Annual Report: 2024
Bharat Nidhi Limited - 81st Annual Report Summary:
Corporate Information: Bharat Nidhi Limited's registered office is located at 3/8, 2nd Floor, Asaf Ali Road, New Delhi 110002. The directors are Mr. Bhagavatula Chintamani Rao, Mr. Bhagat Ram Goyal, Mr. Nityanand Singh, and Mr. Sunder Hemrajani. The Company Secretary is Ms. Amita Gola. HDFC Bank is the banker. A.K. Gutgutia & Co., Chartered Accountants, serves as the statutory auditor. Skyline Financial Services Private Limited is the Registrar and Share Transfer Agent.
Notice of 81st Annual General Meeting (AGM): The 81st AGM will be held on Monday, September 30, 2024, at 3:00 P.M. via video conferencing. Ordinary business includes receiving and adopting the audited financial statements for the year ended March 31, 2024, declaring dividends, and appointing a director in place of Mr. Bhagat Ram Goyal, who is retiring and eligible for reappointment. A special business item is the appointment of Mr. Sunder Hemrajani as a Non-Executive Director, liable to retire by rotation.
AGM & E-Voting Notes: The AGM will be conducted via video conferencing, in compliance with MCA circulars, with the registered office as the deemed venue. Remote e-voting will be available to members through CDSL, from September 27, 2024 (9:00 a.m. IST) to September 29, 2024 (5:00 p.m. IST). Members holding shares as of the cut-off date (September 23, 2024) can vote remotely. The Scrutinizer appointed is Mr. Mohit Bansal. The results will be on the CDSL website. The Register of Members and Share Transfer Register will be closed from September 24, 2024, to September 30, 2024 for dividend payment purposes.
Dividend Payment: Dividends for the year ended March 31, 2024, if approved, will be paid to shareholders whose names appear on the Register of Members as of September 23, 2024. Dividend income is taxable, and the company will deduct tax at source. No tax will be deducted if the total dividend received during FY 2024-25 does not exceed Rs. 5000 for resident individual shareholders. Those who do not have PAN or haven't registered their PAN will have tax deducted @ 20%.
Voting through Electronic Means: Electronic voting will be facilitated by CDSL. Members can vote remotely from September 27-29. Shareholders have one vote per equity share held as of September 23, 2024.
Instructions for Remote E-Voting: Detailed instructions are provided for individual shareholders holding securities in demat mode with CDSL or NSDL, and for shareholders other than individual shareholders holding in Demat form & physical shareholders. Helpdesk details for technical issues related to login are available for CDSL and NSDL.
Statement Pursuant to Section 102(1) of the Companies Act, 2013: Details are provided for the re-appointment of Mr. Bhagat Ram Goyal and the appointment of Mr. Sunder Hemrajani as directors.
Directors' Report: The directors present their 81st Annual Report with the audited financial statements for the year ended March 31, 2024.

> _MATERIAL PROVIDED_:
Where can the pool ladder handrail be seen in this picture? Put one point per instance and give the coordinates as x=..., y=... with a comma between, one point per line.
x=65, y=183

> _WORK INSTRUCTIONS_:
1. Please explain in one to three sentences why, according to the annual report summary, the Register of Members and Share Transfer Register will be closed from September 24 to September 30, 2024.
2. Write what comes next in the Bharat Nidhi annual report summary, picking up after its final sentence.

> _OUTPUTS FOR THE TASKS_:
1. The Register of Members and Share Transfer Register will be closed during that period for dividend payment purposes.

2.
Financial Results: On a standalone basis, the total income for FY 2023-24 was Rs. 3,656.44 Lakhs and profit after tax was Rs. 1,336.77 Lakhs. On a consolidated basis, the profit after tax was Rs. 1,336.77 Lakhs, and the profit after tax and share in Net Profit of Associates was Rs. 50,450.35 Lakhs.
Dividend: A dividend of Rs. 0.60 per Equity Share of Rs. 10 each is recommended.
Share Capital: The company undertook a buy back of 30,958 equity shares for a total consideration of Rs. 3476.27 Lakh. Consequently, the paid-up share capital was reduced.
Deposits: The company has not accepted any Public Deposits during the Financial Year ended March 31, 2024.
Loans, Guarantees, and Investments: There were no Loans or Guarantees given by the Company under section 186 of the Companies Act, 2013.
Directors and Key Managerial Personnel: The board consists of Mr. Bhagat Ram Goyal, Mr. Bhagavatula Chintamani Rao, Mr. Nityanand Singh, and Mr. Sunder Hemrajani. Mr. Piyush Garg, CFO, resigned w.e.f. September 1, 2023. Mr. Sunder Hemrajani was appointed as an Additional Director.
Meetings of the Board: Five board meetings were held during the year.
Committees of the Board: The Board has three committees: Audit Committee, Stakeholders Relationship Committee, and Corporate Social Responsibility Committee.
Business Risk Management: The company has a risk assessment and management policy in place, last reviewed on September 04, 2024.
Subsidiary/Joint Ventures/Associate Companies: The company has associate companies, including Matrix Merchandise Limited, Vasuki Properties Limited, Bennett, Coleman & Co. Limited, Bennett Property Holdings Co. Limited, Mahavir Finance Limited, Times United Private Limited and Times Zenith Private Limited.
Statutory Auditors: M/s A.K. Gutgutia & Co., Chartered Accountants, were re-appointed as Statutory Auditors for another term of five consecutive years.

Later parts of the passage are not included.